*Given passage:*

+===+

Article Text
Abstract
Psychiatric symptoms including somatisation are increasingly recognised in frontotemporal lobar dementia (FTLD), especially in conjunction with the recently discovered mutation in the C9orf72 gene. However, the neuroanatomical basis of these symptoms remains to be evaluated. Here we used voxel-based morphometry to analyse the neuroanatomical basis of symptoms of disrupted pain and temperature processing in a cohort of patients with FTLD (n=58, including pathogenic mutations in the C9orf72 and MAPT genes) and Alzheimer's disease (AD, n=20). Symptoms were particularly prevalent in behavioural-variant FTD (71% cases) and semantic dementia (65% cases) and in association with C9orf72 mutations (6/6 cases), but also developed in AD (45% cases). Responses were more blunted in behavioural variant FTD and exaggerated, occurring in conjunction with somatisation behaviour, in semantic dementia. Within the FTLD cohort, symptoms were associated with grey matter loss in a right-lateralised network (posterior thalamus, posterior insula and anterior temporal cortex), key areas implicated in homeostatic processing, and specifically associated with posterior thalamic atrophy in the C9orf72 mutation cohort. We propose a candidate model of how differential disruption to a sensory processing hierarchy can result in abnormal behaviours with the evolution of psychiatric symptoms in neurological disease. The clinical implications of this are discussed.

+===+

*Record extracts:*
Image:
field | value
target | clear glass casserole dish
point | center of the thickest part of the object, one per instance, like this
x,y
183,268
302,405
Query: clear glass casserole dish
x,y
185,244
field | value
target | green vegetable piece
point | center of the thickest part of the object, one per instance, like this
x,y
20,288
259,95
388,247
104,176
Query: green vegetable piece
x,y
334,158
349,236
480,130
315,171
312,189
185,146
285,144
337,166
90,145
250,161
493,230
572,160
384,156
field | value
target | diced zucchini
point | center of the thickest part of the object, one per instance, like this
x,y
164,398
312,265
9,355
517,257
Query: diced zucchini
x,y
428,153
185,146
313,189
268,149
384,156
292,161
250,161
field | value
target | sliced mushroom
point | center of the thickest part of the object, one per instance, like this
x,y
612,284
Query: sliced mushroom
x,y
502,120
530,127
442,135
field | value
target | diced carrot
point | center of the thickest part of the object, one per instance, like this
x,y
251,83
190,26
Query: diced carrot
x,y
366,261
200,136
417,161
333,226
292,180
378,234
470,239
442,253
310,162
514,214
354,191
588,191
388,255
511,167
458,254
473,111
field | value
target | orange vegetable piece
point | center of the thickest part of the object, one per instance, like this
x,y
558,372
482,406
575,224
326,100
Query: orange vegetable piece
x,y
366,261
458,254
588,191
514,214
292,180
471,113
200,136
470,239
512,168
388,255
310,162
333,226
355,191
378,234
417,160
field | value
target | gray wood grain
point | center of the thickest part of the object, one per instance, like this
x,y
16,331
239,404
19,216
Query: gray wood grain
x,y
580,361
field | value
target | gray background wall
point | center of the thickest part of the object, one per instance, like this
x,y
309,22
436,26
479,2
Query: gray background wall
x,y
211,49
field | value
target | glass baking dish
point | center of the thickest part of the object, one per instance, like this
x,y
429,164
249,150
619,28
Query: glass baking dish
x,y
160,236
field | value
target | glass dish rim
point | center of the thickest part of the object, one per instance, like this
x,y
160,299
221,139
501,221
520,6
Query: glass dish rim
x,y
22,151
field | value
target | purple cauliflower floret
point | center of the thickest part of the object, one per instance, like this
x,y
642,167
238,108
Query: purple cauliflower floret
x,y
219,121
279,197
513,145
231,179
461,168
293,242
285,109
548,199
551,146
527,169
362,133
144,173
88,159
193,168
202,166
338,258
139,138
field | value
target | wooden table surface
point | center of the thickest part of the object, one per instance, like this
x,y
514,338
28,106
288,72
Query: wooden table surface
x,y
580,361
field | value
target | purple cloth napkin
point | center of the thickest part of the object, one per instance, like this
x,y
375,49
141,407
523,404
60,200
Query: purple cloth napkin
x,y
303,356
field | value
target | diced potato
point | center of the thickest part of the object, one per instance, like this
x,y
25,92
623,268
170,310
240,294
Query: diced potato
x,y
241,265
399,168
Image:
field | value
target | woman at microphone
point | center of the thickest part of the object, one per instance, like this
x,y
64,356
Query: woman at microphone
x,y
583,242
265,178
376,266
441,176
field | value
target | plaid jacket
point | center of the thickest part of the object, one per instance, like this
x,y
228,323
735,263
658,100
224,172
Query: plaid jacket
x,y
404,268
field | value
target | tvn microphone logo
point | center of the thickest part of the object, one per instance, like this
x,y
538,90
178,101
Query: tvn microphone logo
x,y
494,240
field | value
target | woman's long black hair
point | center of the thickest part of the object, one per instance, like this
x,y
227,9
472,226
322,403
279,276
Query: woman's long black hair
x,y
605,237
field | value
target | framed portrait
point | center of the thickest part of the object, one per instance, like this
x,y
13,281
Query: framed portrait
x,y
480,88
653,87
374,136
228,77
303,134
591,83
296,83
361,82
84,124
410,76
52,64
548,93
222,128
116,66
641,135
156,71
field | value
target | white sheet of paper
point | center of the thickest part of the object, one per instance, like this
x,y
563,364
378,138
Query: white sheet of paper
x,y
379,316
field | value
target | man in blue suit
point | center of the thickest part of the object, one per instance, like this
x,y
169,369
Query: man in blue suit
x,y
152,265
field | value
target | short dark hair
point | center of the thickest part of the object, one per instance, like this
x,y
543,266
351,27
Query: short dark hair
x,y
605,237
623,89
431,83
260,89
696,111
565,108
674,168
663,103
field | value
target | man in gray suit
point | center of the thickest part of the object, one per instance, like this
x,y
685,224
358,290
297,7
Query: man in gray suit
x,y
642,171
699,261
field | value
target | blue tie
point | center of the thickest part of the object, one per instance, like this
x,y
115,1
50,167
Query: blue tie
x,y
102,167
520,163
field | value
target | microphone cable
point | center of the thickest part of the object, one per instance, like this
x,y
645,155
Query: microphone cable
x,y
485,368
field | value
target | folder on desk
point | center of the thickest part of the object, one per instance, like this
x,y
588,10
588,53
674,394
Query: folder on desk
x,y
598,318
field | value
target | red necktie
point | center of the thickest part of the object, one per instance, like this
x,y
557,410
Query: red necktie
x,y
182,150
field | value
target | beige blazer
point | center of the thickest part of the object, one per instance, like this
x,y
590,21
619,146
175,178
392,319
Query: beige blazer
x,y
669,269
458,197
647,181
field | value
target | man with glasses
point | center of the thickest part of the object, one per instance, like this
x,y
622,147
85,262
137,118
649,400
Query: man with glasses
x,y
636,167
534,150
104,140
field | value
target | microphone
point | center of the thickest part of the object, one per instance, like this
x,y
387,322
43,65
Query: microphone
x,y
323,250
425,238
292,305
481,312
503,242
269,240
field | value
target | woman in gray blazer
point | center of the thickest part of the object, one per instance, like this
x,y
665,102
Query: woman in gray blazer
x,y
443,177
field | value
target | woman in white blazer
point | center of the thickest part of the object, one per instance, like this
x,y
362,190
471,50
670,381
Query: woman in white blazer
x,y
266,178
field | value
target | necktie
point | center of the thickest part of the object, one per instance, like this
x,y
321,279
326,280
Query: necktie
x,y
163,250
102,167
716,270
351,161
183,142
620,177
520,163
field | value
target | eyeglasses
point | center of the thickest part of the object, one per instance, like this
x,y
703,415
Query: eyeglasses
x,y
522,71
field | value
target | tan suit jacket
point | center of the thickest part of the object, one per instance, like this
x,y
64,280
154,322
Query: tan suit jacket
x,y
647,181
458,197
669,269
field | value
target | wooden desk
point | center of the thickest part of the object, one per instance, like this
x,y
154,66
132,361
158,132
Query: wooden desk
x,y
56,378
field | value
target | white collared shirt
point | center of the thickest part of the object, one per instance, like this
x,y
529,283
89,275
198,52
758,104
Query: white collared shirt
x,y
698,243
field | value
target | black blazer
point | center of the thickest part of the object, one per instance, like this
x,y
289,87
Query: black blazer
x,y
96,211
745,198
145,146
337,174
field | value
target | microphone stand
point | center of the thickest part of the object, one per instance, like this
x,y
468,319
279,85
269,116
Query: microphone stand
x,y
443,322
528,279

+===+

Please say which imaging method the abstract reports using to analyze the neuroanatomical basis of the symptoms. The data above isn't needed.

Voxel-based morphometry.